#### INPUT RECORDS ####
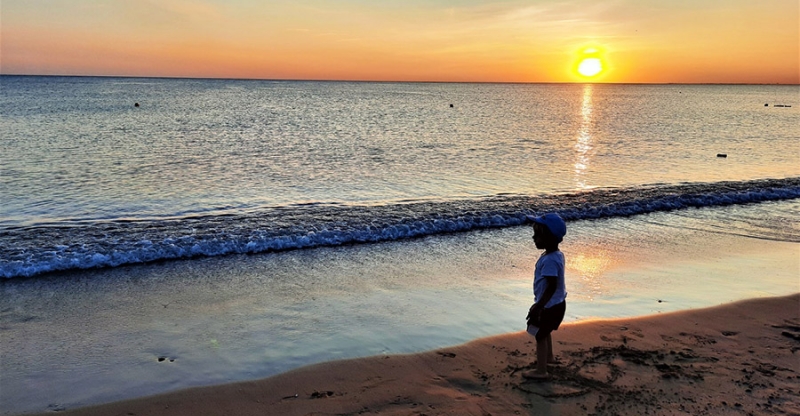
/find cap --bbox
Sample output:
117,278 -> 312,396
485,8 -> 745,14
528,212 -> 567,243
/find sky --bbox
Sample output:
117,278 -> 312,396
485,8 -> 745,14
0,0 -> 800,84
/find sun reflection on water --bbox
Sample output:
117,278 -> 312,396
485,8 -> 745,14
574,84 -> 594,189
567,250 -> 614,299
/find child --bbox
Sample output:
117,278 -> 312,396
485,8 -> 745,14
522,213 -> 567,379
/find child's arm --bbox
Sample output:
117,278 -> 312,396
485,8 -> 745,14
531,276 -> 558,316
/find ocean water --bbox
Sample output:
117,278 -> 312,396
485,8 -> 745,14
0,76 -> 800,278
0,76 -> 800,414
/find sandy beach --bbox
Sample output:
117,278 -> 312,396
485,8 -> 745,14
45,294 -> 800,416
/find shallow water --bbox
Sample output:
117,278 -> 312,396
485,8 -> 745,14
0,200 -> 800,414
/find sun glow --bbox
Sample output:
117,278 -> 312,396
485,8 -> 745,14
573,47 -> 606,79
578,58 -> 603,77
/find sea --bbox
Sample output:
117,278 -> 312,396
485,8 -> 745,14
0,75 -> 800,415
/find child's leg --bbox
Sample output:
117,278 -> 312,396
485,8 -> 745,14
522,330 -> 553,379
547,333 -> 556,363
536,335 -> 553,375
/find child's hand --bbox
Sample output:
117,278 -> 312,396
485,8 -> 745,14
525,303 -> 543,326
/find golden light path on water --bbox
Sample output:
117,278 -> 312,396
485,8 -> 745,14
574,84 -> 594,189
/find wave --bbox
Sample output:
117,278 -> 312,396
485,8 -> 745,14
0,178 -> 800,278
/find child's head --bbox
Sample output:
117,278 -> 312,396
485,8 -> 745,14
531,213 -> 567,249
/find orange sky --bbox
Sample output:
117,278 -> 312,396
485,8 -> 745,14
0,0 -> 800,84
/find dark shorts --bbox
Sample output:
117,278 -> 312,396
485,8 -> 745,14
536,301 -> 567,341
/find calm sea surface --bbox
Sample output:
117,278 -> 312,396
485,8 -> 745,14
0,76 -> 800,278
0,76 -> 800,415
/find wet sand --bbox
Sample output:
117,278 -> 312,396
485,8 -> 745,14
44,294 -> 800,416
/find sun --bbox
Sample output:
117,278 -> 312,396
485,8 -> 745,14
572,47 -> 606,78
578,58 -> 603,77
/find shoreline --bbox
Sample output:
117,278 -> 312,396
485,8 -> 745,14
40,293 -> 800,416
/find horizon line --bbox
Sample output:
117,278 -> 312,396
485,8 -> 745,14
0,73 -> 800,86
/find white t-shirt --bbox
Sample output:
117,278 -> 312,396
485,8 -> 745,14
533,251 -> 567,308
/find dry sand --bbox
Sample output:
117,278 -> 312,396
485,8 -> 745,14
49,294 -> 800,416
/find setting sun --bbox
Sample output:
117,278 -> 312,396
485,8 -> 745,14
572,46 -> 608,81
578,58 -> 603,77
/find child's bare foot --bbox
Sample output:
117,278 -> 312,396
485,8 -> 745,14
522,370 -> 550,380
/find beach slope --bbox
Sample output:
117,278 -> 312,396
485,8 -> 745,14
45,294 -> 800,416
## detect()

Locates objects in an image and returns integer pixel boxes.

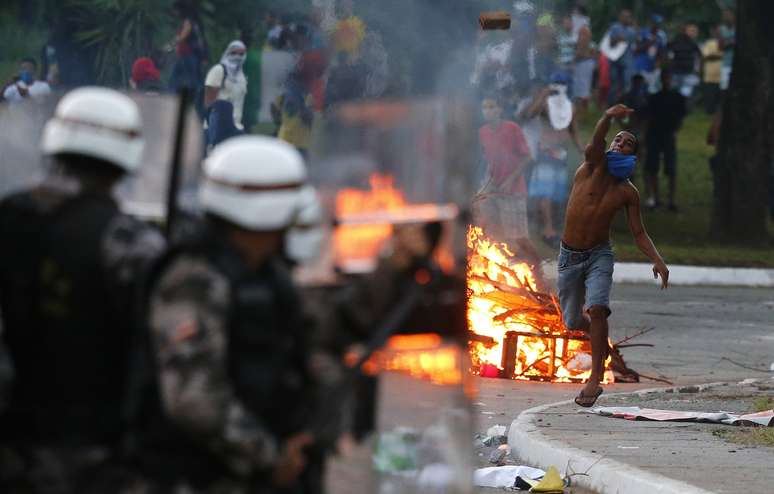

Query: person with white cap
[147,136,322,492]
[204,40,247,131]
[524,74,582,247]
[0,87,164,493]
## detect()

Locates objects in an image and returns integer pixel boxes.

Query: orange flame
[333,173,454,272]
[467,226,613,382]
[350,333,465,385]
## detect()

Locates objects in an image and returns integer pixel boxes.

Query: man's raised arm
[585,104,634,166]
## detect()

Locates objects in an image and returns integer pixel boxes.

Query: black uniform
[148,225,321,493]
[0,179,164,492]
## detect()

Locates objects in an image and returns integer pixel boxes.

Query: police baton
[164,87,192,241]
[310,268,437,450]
####
**SET EXERCISE:**
Rewrite all the records above, replacing "Sample output" with "Expected output" and keeping everything else the same. Leave the pictures out of your answer.

**THE COMPLETED TASK:**
/find cap --bbox
Expected output:
117,278 -> 312,396
485,8 -> 745,14
528,212 -> 567,243
/find sky --bbox
Expected output:
117,278 -> 312,396
485,8 -> 745,14
0,0 -> 800,84
/find sun reflection on water --bbox
Expected output:
117,278 -> 312,396
485,8 -> 745,14
574,84 -> 594,189
567,250 -> 614,299
/find child --bbox
Expected output:
117,278 -> 312,396
485,8 -> 745,14
522,213 -> 567,379
/find child's arm --bbox
Expected output:
117,278 -> 312,396
485,8 -> 745,14
531,276 -> 558,316
/find ocean water --bbox
Expected output:
117,278 -> 312,396
485,8 -> 745,14
0,76 -> 800,278
0,76 -> 800,414
/find sandy beach --bbox
Expected output:
117,278 -> 312,396
485,8 -> 745,14
45,294 -> 800,416
/find shallow water --bbox
Expected output:
117,278 -> 312,396
485,8 -> 745,14
0,200 -> 800,414
/find sun glow --bbox
Expected output:
117,278 -> 312,396
485,8 -> 745,14
573,47 -> 606,79
578,58 -> 603,77
/find sea --bbox
Expected output:
117,278 -> 312,396
485,8 -> 745,14
0,75 -> 800,415
/find child's leg --bbox
Expected output:
117,278 -> 312,396
485,8 -> 745,14
522,330 -> 553,379
547,333 -> 556,363
536,335 -> 553,375
/find child's hand --bbox
Expected output:
117,278 -> 312,396
485,8 -> 745,14
525,303 -> 543,326
/find golden light path on water --bbox
Expected output:
117,278 -> 312,396
485,8 -> 745,14
574,84 -> 594,189
/find wave --bbox
Expected output:
117,278 -> 312,396
485,8 -> 745,14
0,178 -> 800,278
/find child's head --bbox
Expected output:
117,278 -> 312,396
485,8 -> 745,14
531,213 -> 567,249
/find orange sky --bbox
Expected output:
117,278 -> 312,396
485,8 -> 745,14
0,0 -> 800,84
/find dark shorts --bbox
Expected output:
117,278 -> 312,396
485,8 -> 745,14
536,301 -> 567,341
/find calm sea surface --bbox
Expected output:
117,278 -> 312,396
485,8 -> 745,14
0,76 -> 800,278
0,76 -> 800,415
/find wet sand --bbox
Expected output:
117,278 -> 312,396
485,8 -> 745,14
44,294 -> 800,416
/find sun --bbox
Expected output:
117,278 -> 312,396
485,8 -> 745,14
572,47 -> 606,78
578,58 -> 603,77
/find shoreline --bbox
Expected output:
117,278 -> 312,396
485,8 -> 745,14
40,293 -> 800,416
/find horizon line --bbox
Expected output:
117,278 -> 312,396
485,8 -> 745,14
0,73 -> 800,86
/find white t-shirt --bbox
Expected output:
117,278 -> 312,396
485,8 -> 745,14
533,251 -> 567,308
/find dry sand --bbox
Expected output:
117,278 -> 312,396
485,8 -> 745,14
49,294 -> 800,416
/find setting sun --bbox
Expected output:
117,278 -> 312,396
485,8 -> 745,14
572,46 -> 608,81
578,58 -> 603,77
/find child's bare foot --bbox
Expected output:
117,278 -> 312,396
485,8 -> 745,14
522,370 -> 550,380
/find beach slope --bbox
Expected output:
117,278 -> 312,396
485,8 -> 745,14
45,294 -> 800,416
## detect()

Locates objects in an image and returns integer pixel boxes.


Query: person with white cap
[147,136,322,492]
[204,40,247,131]
[524,74,582,247]
[0,87,164,493]
## detect()

Locates objects in an image and returns integer pixel boxes.

Query: orange flame
[333,173,454,272]
[467,226,613,382]
[350,333,465,385]
## detect()

Locates objects in an image and returns integer pixel boxes.

Query: man's raised arm
[585,104,634,166]
## detect()

Locates objects in an image and returns integer pixel boxes.

Query: black uniform
[148,225,321,493]
[0,179,164,492]
## detect()

Locates objects in an image and returns integer pixel boxes.

Query: police baton
[164,87,192,241]
[310,268,437,450]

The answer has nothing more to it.